↓↓↓

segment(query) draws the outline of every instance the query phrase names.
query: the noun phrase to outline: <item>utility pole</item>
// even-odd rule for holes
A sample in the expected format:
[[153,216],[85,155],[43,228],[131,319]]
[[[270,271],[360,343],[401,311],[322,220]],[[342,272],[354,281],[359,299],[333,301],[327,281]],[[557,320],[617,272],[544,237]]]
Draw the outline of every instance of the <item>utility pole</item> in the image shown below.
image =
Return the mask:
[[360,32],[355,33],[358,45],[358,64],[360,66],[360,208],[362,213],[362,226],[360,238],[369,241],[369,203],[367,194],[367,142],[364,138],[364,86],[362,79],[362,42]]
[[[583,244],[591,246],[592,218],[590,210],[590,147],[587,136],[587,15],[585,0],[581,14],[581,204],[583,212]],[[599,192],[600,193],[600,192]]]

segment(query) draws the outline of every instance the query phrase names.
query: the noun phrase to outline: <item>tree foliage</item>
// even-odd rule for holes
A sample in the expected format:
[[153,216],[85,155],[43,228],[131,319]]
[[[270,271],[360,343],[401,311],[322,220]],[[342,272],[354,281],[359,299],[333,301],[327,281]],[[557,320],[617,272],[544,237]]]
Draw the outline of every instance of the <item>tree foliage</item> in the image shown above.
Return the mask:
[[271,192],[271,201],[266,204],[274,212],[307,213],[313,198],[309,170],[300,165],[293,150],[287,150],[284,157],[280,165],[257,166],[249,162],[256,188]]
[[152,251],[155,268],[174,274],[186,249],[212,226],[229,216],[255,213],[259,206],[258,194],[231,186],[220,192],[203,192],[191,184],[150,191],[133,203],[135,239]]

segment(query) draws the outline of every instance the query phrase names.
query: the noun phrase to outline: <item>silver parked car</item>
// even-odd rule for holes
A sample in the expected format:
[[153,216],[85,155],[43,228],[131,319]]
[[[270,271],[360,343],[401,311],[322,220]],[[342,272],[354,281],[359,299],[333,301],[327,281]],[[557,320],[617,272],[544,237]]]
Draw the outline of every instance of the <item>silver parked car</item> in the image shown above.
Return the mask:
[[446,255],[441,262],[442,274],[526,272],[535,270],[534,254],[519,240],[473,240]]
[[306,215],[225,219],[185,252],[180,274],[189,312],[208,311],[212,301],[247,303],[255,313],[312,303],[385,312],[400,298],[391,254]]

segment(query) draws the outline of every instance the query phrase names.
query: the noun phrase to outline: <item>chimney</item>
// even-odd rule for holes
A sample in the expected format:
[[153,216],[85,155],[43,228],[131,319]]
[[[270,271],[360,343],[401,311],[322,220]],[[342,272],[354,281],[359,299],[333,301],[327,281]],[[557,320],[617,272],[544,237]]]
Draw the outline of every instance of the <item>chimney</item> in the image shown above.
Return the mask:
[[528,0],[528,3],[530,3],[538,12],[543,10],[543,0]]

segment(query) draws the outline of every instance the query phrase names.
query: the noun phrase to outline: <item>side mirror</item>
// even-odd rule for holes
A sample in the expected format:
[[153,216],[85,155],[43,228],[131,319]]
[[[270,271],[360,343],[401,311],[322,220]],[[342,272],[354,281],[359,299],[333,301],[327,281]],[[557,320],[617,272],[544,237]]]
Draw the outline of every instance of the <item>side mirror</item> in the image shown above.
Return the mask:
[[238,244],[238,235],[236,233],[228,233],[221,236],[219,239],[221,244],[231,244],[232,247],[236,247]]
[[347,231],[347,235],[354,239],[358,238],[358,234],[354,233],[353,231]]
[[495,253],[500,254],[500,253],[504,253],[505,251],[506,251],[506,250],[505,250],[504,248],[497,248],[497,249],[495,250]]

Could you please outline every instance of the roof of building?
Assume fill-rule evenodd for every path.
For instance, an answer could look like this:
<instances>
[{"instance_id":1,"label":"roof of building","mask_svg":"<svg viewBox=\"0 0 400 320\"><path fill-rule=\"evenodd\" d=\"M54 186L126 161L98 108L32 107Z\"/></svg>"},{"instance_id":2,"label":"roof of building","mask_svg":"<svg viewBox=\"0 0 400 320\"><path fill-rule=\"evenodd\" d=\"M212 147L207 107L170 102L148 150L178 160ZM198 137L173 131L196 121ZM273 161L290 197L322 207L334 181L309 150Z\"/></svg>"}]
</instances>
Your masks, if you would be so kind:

↑↑↑

-- Exercise --
Transcribe the entire listing. Leave every word as it is.

-- Result of this exercise --
segment(query) draws the outline of every instance the query phrase names.
query: the noun phrase to outline: <item>utility pole</item>
// even-odd rule for holes
A sample in the expected format:
[[153,216],[85,155],[43,228],[131,319]]
[[[270,271],[360,343],[401,311],[322,220]],[[342,272],[354,281],[359,299],[333,301],[327,281]],[[557,320],[617,272],[544,237]]]
Draw the outline of every instance of the <item>utility pole</item> in the image shown below.
image =
Return the mask:
[[360,32],[355,33],[358,45],[358,64],[360,66],[360,208],[362,213],[362,226],[360,238],[369,241],[369,203],[367,194],[367,142],[364,138],[364,86],[362,79],[362,42]]
[[[583,244],[591,246],[592,218],[590,210],[590,147],[587,136],[587,15],[585,0],[581,14],[581,204],[583,212]],[[599,192],[600,193],[600,192]]]

segment(query) draws the outline of every instance the query phrase names.
query: the noun phrase to outline: <item>tree foliage</item>
// even-odd rule for holes
A sample in the expected format:
[[153,216],[85,155],[43,228],[131,319]]
[[[270,271],[360,343],[401,311],[322,220]],[[342,272],[354,281],[359,299],[333,301],[327,281]],[[557,320],[617,272],[544,237]]]
Draw the outline of every instance of the <item>tree foliage</item> in the image shown above.
Return the mask:
[[271,192],[271,201],[266,204],[274,212],[307,213],[313,198],[309,170],[300,165],[293,150],[287,150],[284,157],[280,165],[257,166],[249,162],[256,188]]
[[152,251],[155,268],[174,274],[186,249],[212,226],[229,216],[255,213],[259,206],[258,194],[231,186],[220,192],[203,192],[191,184],[150,191],[133,203],[135,239]]

segment(query) draws the outline of every instance the query phrase names.
query: the noun phrase to outline: <item>silver parked car</item>
// even-odd rule for holes
A sample in the expected format:
[[153,216],[85,155],[43,228],[131,319]]
[[[270,271],[360,343],[401,311],[322,220]],[[342,272],[354,281],[359,299],[333,301],[327,281]],[[557,320],[617,272],[544,237]]]
Draw the outline of every instance of the <item>silver parked car</item> in the image shown above.
Return the mask:
[[446,255],[441,262],[442,274],[526,272],[535,270],[534,254],[519,240],[473,240]]
[[306,215],[225,219],[185,252],[180,274],[189,312],[208,311],[212,301],[247,303],[255,313],[312,303],[385,312],[400,298],[391,254]]

segment(query) draws the outline of every instance the query phrase names.
query: the noun phrase to outline: <item>chimney</item>
// even-odd rule for holes
A sample in the expected format:
[[153,216],[85,155],[43,228],[131,319]]
[[[270,271],[360,343],[401,311],[322,220]],[[342,272],[354,281],[359,299],[333,301],[327,281]],[[557,320],[617,272],[544,237]]]
Draw the outline of every instance of the <item>chimney</item> in the image shown above.
Return the mask:
[[528,0],[528,3],[530,3],[538,12],[543,10],[543,0]]

segment(query) draws the outline of every instance the query phrase names.
query: the noun phrase to outline: <item>side mirror</item>
// even-odd rule for holes
A sample in the expected format:
[[153,216],[85,155],[43,228],[131,319]]
[[[270,271],[360,343],[401,311],[322,220]],[[342,272],[354,281],[359,299],[333,301],[327,281]],[[557,320],[617,272],[544,237]]]
Draw the outline of every instance of the <item>side mirror</item> in the image shown above.
Return the mask:
[[238,244],[238,235],[236,233],[228,233],[221,236],[219,239],[221,244],[231,244],[232,247],[236,247]]
[[347,231],[347,235],[354,239],[358,238],[358,234],[354,233],[353,231]]
[[495,253],[500,254],[500,253],[504,253],[505,251],[506,251],[506,250],[505,250],[504,248],[497,248],[497,249],[495,250]]

Could you please outline every instance of the roof of building?
Assume fill-rule evenodd for every path.
For instance, an answer could look like this:
<instances>
[{"instance_id":1,"label":"roof of building","mask_svg":"<svg viewBox=\"0 0 400 320\"><path fill-rule=\"evenodd\" d=\"M54 186L126 161L98 108L32 107Z\"/></svg>"},{"instance_id":2,"label":"roof of building","mask_svg":"<svg viewBox=\"0 0 400 320\"><path fill-rule=\"evenodd\" d=\"M212 147L207 107L170 102L148 150L178 160ZM198 137L173 131L196 121ZM273 161L290 197L322 207L334 181L309 150Z\"/></svg>"}]
</instances>
Your masks, if you would be so kind:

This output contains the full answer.